>> Begin TEXT BLOCK
So if you want some daisies or sunshine, tune in tomorrow..
I'll have some daisies up, then.. I promise.
Before
I begin this tirade, I just want to say how brave my neighbor
is for putting up with all of this for so long. For two
years in a row, I asked him to trade to one of my tamer
schools, but he refused. Probably because the kids would
have such a field day with me that I'd be crying home to
momma within a week (Glen's a large and rather imposing
figure and I'm.. well.. not. Not that there's anything
wrong with that...)
Nissin
JHS is indisputably the worst school in Wakayama City. No
one tells you that when you get to Japan on the JET program
you might have a school like this or have to bear the things
which my neighbor and friend, Glen, has. Glen's a real trooper...
but last week was a bit too much...
Snapshot
The kids
are at it again. Glen's trying to teach his lesson over the
shouting of the kids. Trying to contain pandemonium. Other
students who were wandering the halls stop at the windows
to chat with their friends in the class. One or two students
are trying to sleep at their desks. There are several students
standing outside the classroom shouting, "Fuck You!
Fuck You!" at the teacher and Glen. One student who
was trying to get the foreigner's attention with a mix of
"Fuck you!" and "Harro!" becomes angry
at Glen's refusal to acknowledge him and shouts a stream of
Japanese curses which makes many students go wide-eyed with
shock, the teacher drops her head.
Then
it happens.
One student
streaks by the door and throws a water balloon inside the
classroom. It misses Glen, but makes a dazzling explosion
on the Japanese teacher's foot. She glances down, perhaps
pauses for a moment, then continues with the lesson. By the
end of class a few more water balloons have made small pools
on the floor. One last balloon at the bell, which narrowly
misses Glen, is the last straw. He bounds out of the door
and the students who were shouting "Fuck you!" take
off down the hall. The student who threw the water balloon
is wide-eyed, exclaiming he didn't throw it, he didn't throw
it. But Glen had seen him. The teacher offers no assistance...
>> End TEXT BLOCK
SET TASKS
(a) In the Nissin JHS post, why does the writer think Glen refused to trade schools?
(b) Do these statements agree with the Nissin JHS post? For each, answer yes or no and quote the deciding words. (i) The first water balloon struck Glen. (ii) The writer asked Glen to switch schools two years running. (iii) The Japanese teacher helped Glen deal with the student who threw the balloon.
(c) Carry the Nissin JHS post forward from its final sentence.
>> Begin SUPPLIED MATERIAL
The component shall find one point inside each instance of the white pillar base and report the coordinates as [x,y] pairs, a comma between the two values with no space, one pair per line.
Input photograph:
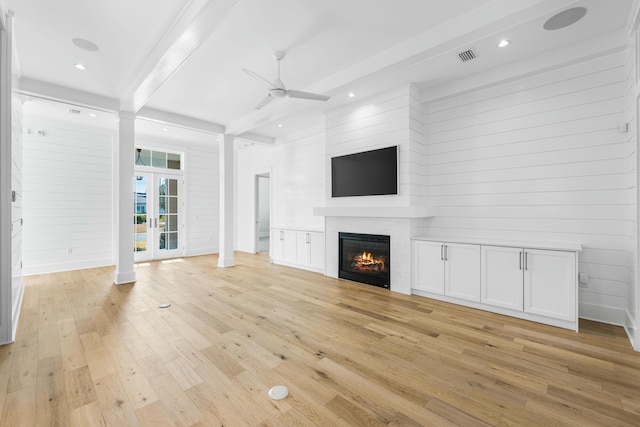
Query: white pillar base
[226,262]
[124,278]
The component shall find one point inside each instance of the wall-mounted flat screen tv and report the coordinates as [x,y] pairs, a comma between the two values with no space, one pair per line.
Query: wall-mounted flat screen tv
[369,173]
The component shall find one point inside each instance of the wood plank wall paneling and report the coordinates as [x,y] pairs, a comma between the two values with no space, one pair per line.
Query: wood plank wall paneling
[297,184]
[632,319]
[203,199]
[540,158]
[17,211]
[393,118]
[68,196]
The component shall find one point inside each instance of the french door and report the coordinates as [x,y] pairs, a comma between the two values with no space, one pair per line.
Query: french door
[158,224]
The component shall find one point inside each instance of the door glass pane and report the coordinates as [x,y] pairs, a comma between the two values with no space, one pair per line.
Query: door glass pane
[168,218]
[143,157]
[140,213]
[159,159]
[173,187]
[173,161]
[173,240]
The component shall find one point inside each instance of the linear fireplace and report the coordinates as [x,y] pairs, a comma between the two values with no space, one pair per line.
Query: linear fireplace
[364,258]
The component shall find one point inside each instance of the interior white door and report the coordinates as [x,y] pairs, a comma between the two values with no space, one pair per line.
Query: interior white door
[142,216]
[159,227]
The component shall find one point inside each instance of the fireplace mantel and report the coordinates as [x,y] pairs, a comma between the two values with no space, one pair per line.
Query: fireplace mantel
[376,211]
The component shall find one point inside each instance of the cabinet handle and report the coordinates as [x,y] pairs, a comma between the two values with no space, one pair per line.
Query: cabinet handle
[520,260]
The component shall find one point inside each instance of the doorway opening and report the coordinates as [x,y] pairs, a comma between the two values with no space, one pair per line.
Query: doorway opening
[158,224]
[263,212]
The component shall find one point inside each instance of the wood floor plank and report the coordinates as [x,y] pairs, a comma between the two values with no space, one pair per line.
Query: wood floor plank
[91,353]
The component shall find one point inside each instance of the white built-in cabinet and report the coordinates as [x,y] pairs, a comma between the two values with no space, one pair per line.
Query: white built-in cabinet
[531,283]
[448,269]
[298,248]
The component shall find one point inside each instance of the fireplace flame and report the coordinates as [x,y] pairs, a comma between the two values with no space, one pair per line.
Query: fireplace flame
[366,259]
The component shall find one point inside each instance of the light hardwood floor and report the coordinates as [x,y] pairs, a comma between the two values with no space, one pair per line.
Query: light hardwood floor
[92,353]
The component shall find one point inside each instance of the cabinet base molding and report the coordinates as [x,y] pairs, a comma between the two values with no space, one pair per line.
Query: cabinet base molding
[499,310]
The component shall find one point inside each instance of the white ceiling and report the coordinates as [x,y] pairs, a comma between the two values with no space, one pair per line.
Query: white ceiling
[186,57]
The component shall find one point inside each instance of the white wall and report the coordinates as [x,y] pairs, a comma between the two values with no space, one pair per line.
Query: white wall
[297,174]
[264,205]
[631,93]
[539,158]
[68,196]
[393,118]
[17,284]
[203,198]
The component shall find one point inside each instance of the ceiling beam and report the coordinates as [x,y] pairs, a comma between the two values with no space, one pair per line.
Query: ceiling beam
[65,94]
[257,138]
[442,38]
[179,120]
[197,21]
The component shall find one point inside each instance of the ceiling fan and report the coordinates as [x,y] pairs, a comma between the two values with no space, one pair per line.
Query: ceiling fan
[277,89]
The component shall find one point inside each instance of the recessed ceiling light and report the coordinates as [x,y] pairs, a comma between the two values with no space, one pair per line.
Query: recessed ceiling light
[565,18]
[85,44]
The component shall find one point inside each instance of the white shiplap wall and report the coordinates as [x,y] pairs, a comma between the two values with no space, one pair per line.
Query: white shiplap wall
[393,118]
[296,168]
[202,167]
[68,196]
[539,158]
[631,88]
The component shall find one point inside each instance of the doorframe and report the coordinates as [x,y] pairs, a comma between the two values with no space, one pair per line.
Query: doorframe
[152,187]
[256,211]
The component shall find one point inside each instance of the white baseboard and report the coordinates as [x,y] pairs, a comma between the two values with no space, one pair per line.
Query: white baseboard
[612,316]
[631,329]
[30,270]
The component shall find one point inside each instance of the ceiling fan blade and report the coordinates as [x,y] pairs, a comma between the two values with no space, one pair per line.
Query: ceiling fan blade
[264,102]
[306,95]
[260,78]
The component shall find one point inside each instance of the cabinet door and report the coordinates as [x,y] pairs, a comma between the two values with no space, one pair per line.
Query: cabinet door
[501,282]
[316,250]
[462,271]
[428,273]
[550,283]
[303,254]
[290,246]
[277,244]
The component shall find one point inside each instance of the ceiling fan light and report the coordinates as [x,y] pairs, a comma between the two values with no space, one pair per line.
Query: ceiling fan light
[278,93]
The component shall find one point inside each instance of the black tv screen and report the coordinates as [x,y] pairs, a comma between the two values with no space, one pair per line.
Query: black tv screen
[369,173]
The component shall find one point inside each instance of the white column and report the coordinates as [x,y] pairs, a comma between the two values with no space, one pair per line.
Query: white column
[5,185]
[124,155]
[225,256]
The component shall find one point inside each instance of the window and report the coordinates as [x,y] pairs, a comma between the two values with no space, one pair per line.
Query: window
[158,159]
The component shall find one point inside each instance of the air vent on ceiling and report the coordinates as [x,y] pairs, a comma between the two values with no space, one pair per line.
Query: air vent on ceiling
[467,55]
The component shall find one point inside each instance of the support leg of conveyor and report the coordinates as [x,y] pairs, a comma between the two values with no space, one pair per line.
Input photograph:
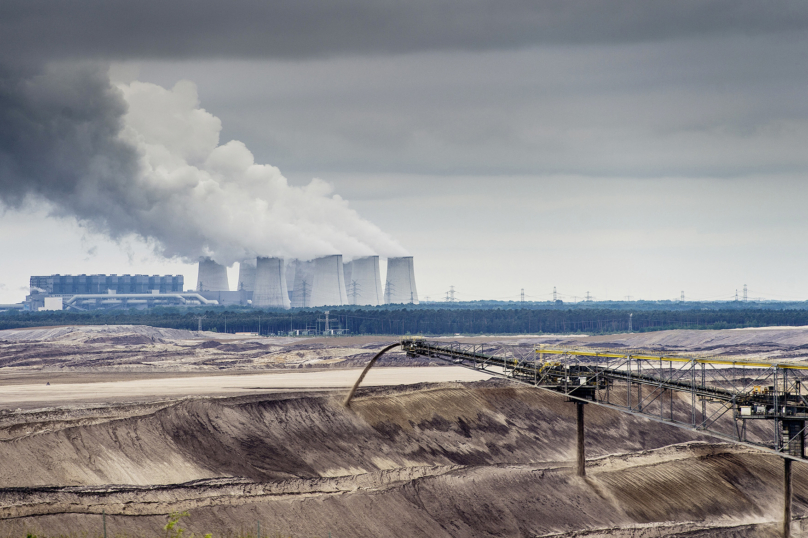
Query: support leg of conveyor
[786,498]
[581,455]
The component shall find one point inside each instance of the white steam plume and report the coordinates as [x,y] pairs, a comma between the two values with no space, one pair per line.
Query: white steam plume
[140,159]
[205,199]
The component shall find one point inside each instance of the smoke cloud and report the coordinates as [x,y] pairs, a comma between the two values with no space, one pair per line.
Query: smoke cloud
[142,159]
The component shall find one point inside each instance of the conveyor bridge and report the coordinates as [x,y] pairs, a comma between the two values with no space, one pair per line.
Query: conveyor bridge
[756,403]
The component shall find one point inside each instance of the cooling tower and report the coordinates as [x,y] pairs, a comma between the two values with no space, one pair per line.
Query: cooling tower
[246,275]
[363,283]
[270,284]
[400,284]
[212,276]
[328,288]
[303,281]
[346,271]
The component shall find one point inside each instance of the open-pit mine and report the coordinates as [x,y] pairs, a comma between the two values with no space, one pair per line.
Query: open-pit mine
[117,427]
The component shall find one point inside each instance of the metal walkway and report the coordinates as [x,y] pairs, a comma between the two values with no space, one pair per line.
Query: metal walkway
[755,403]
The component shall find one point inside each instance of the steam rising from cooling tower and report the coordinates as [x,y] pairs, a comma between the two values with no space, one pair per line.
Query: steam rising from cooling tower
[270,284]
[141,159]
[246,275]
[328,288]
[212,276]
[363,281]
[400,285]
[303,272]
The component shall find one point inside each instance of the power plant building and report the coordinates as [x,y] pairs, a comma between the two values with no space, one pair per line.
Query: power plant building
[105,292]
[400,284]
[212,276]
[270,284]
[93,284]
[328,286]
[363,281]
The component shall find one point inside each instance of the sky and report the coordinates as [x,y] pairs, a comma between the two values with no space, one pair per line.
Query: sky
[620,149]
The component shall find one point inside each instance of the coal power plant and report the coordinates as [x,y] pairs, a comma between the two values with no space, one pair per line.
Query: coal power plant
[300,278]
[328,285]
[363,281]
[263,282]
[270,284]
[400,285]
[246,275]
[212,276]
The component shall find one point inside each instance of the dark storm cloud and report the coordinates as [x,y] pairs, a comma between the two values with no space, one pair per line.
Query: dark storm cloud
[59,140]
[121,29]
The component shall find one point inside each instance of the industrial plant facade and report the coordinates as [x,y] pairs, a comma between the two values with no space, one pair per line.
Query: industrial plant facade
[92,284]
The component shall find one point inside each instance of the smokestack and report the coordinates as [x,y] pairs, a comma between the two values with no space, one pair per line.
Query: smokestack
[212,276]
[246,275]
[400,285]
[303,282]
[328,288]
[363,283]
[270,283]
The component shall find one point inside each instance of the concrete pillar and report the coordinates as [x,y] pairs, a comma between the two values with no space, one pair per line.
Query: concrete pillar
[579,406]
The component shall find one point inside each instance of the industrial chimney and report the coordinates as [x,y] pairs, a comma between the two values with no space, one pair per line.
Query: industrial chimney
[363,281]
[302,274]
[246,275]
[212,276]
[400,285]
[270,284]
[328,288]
>> End SUPPLIED MATERIAL
ANSWERS TO THE TASKS
(a) The writer guesses that the students at Glen's school would have such a field day with the writer that the writer would be crying home to momma within a week. Glen is a large and rather imposing figure, and the writer is not.

(b)
(i) No: "It misses Glen, but makes a dazzling explosion on the Japanese teacher's foot."
(ii) Yes: "For two years in a row, I asked him to trade to one of my tamer schools"
(iii) No: "The teacher offers no assistance..."

(c)
she has no idea who threw the water balloons...
Earlier
in the day, a group of boys and girls had been playing outside
with water. They entered the teachers' room laughing and smiling,
completely soaked. Yes.. they thought that they were sooo
cool, especially the girls.. because their tops were white
and.. well, you get the picture. They wrung their clothes
out inside the teachers' room making pools of water on the
floor. Then someone pulls out the water balloons. After they
leave, trailing water all down the hallway, a few teachers
mop up the mess.
Maybe the
fact that I absolutely thrive on conflict made me badger Glen
to take some action, to do something about these terrible
working conditions. He refused and said that perhaps it'd
get better... it didn't. On Friday he walked out in the middle
of class, while one student held his desk over his head playfully
threatening to throw it at another and many other students
shouting irrepressibly. The teacher begged him to come back
to class. He marched back to the teachers' room. called our
supervisor, and refused to go back to any third grade classes
at that school ever again (that's 9th grade, North American).
The teachers
never really understood his reaction. After all, don't they
have to endure this all the time? Isn't this their lot in
life? For some reason, they never truly understand when ALTs
tell them that it shouldn't be like this. That it doesn't
have to be like this.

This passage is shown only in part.